EXERCISE INSTRUCTIONS >> Omit any picture, and return the remaining data exactly as written.

— Start —

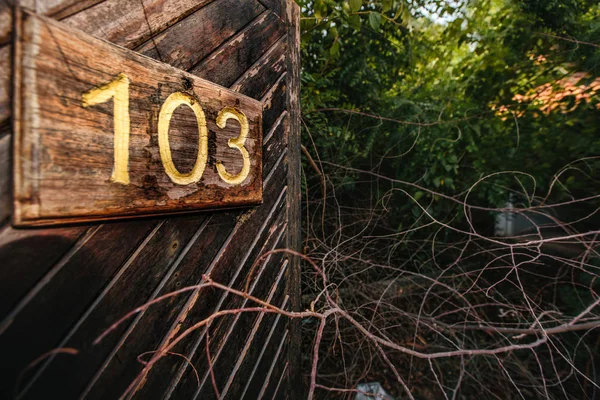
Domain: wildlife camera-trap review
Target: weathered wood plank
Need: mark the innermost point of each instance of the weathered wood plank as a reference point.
(258, 366)
(240, 52)
(275, 102)
(195, 37)
(5, 23)
(5, 192)
(126, 23)
(131, 23)
(275, 144)
(122, 369)
(273, 362)
(5, 79)
(274, 5)
(251, 355)
(233, 333)
(76, 178)
(64, 294)
(139, 279)
(21, 267)
(260, 77)
(291, 14)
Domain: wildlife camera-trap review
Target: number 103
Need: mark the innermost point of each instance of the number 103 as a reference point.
(118, 91)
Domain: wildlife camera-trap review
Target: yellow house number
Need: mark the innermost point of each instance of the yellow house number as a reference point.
(118, 90)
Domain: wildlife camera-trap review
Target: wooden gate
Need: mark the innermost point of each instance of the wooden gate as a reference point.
(62, 286)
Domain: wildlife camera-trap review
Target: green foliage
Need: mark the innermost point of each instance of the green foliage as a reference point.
(452, 73)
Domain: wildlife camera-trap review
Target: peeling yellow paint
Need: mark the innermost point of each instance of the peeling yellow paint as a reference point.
(164, 120)
(118, 90)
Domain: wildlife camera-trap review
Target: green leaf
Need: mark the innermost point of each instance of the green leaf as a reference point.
(355, 5)
(334, 51)
(374, 20)
(386, 5)
(354, 22)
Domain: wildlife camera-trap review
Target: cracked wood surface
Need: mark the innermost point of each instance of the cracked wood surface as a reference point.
(98, 272)
(66, 152)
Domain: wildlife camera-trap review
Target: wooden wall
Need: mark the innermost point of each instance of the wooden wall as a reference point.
(61, 287)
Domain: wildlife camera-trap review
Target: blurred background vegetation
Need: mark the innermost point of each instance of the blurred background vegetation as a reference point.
(413, 109)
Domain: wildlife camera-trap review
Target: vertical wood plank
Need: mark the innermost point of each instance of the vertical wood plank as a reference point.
(5, 191)
(291, 12)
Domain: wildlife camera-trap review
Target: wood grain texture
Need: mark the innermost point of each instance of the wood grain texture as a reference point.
(223, 243)
(126, 23)
(238, 54)
(275, 6)
(235, 257)
(194, 38)
(260, 77)
(157, 260)
(292, 14)
(5, 181)
(65, 293)
(21, 267)
(65, 150)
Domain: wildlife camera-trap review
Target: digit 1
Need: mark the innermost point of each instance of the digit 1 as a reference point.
(164, 120)
(118, 90)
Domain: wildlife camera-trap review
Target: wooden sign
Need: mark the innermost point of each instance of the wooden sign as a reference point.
(102, 132)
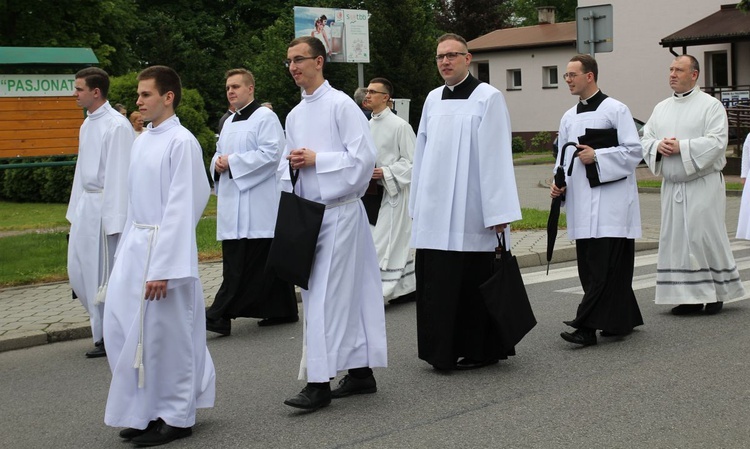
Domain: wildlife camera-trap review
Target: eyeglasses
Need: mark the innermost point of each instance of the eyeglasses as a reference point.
(451, 56)
(571, 75)
(297, 60)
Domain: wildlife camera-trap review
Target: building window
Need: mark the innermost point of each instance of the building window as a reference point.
(549, 76)
(483, 72)
(514, 79)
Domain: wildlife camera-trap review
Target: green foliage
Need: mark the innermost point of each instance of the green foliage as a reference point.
(518, 145)
(38, 185)
(542, 141)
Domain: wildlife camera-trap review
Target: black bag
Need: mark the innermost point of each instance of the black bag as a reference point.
(296, 236)
(506, 299)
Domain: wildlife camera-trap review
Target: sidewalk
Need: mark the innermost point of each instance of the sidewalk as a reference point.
(39, 314)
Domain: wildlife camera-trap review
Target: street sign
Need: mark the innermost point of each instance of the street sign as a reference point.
(594, 29)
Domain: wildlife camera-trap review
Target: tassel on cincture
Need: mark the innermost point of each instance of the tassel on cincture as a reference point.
(101, 294)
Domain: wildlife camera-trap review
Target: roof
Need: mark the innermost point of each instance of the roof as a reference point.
(729, 24)
(543, 35)
(47, 56)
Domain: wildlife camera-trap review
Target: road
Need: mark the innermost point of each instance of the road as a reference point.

— End —

TASK OUTPUT >>
Domain: wildlife camera-trap review
Target: weathered wood plank
Need: mark the innermost point of each instance of the weathered wood plank as a reference point.
(258, 366)
(240, 52)
(275, 102)
(195, 37)
(5, 23)
(5, 192)
(126, 23)
(131, 23)
(275, 144)
(122, 369)
(273, 362)
(5, 79)
(274, 5)
(251, 355)
(233, 333)
(76, 178)
(64, 294)
(139, 279)
(21, 267)
(260, 77)
(291, 14)
Domain: wildlife camera-trap review
Target: number 103
Need: mark the innermost point of each instance of the number 103 as a reference point.
(118, 91)
Domain: wildlife camera-trap review
Target: yellow house number
Need: mark the innermost point of each instance of the yellow house number as a reference point.
(118, 90)
Domain: wildlife camera-trap review
Target: wooden gate
Need: mark the innermost point of each instance of the wooden gate as a reference point.
(62, 286)
Domain: wildlife camera-trap review
Target: green foliage
Need: mark the innermost point of each instance of the green foliage as a reference point.
(452, 73)
Domain: wildlife camera-trap review
Target: peeling yellow paint
Need: mark the innermost point of each instance of the peeling yellow paint as a reference point.
(164, 120)
(118, 90)
Domain: wildlife camera-trap review
Target: green leaf
Need: mark the innermost point of each instance of the green leaf as a reference point.
(355, 5)
(334, 51)
(374, 20)
(386, 5)
(354, 22)
Domain: wildlife camera-trap review
Target: cracked wood surface
Need: mark the innermost point of each instance of the cracked wood surface as a reference point.
(98, 272)
(66, 152)
Domain: wildlife camera-trap review
Target: wooden wall
Need: mark the innermost point of each instance of the wooden wall as a reference point.
(61, 287)
Domain: wildlife camera-trap review
Target: blurred background vegetation
Need: mark the innermost point of each instance of the blurred background vegetation as a reference point.
(413, 109)
Domain: wildlife camera-trap review
Target: vertical wood plank
Need: mark the innermost point of each instance of the vertical wood plank as a reference point.
(5, 191)
(291, 12)
Domain: wildlife camera-trap review
Target: wood grain texture
Need: mark the innermost point of each instance of the wood grain texture as a reference point.
(223, 243)
(126, 23)
(238, 54)
(275, 6)
(235, 257)
(194, 38)
(260, 77)
(157, 260)
(292, 14)
(5, 181)
(65, 293)
(21, 267)
(65, 150)
Domain: wildlife camera-trap review
Target: digit 1
Need: mark the innermost point of each instance of the digit 1 as a reference point.
(164, 120)
(118, 90)
Domain: wildlife camera-trap review
Target: wooden sign
Need: mark the innermost point of each instance of the wooden sign as a reference point.
(102, 132)
Domain: wildlife camera-trap review
Target: eyeglasses
Need: mark the innermost point of each instance of the eyeglasses as a reference point.
(451, 56)
(571, 75)
(297, 60)
Domain: wildlife camera-trap review
Target: building window
Need: mark the innermost point of each instance of the building window as a reference point.
(549, 76)
(483, 72)
(514, 79)
Domain: wildlife camera-trap review
Target: green foliage
Need: mark the innermost point of each instance of the green foliage as a reference point.
(518, 145)
(38, 185)
(542, 141)
Domain: wildlife camera-trap review
Target: black bag
Need: mark the innermost point of each instance of the black bag as a reference point.
(296, 236)
(506, 299)
Domain: wildlife camera-trap review
Target: sidewalk
Need: mark the innermost point of each instance of the sidewalk as a reference point.
(39, 314)
Domain: wildlife camera-trap review
Target: street sign
Need: mark the innermost point of each instance of the street sign as a reference point.
(594, 29)
Domain: wildlife camera-trap review
Target: tassel on cincture
Need: mark the innermost point of each instance of the tassel on cincture as a reference point.
(101, 294)
Domain: wildlife camera-trap review
Target: roof
Need: mark the innermost point of each instance of the roof as a reference point.
(729, 24)
(543, 35)
(47, 56)
Domain: wildlife camera-trap review
Target: road
Need: mark the innermost point of each instance of the road as a reference point.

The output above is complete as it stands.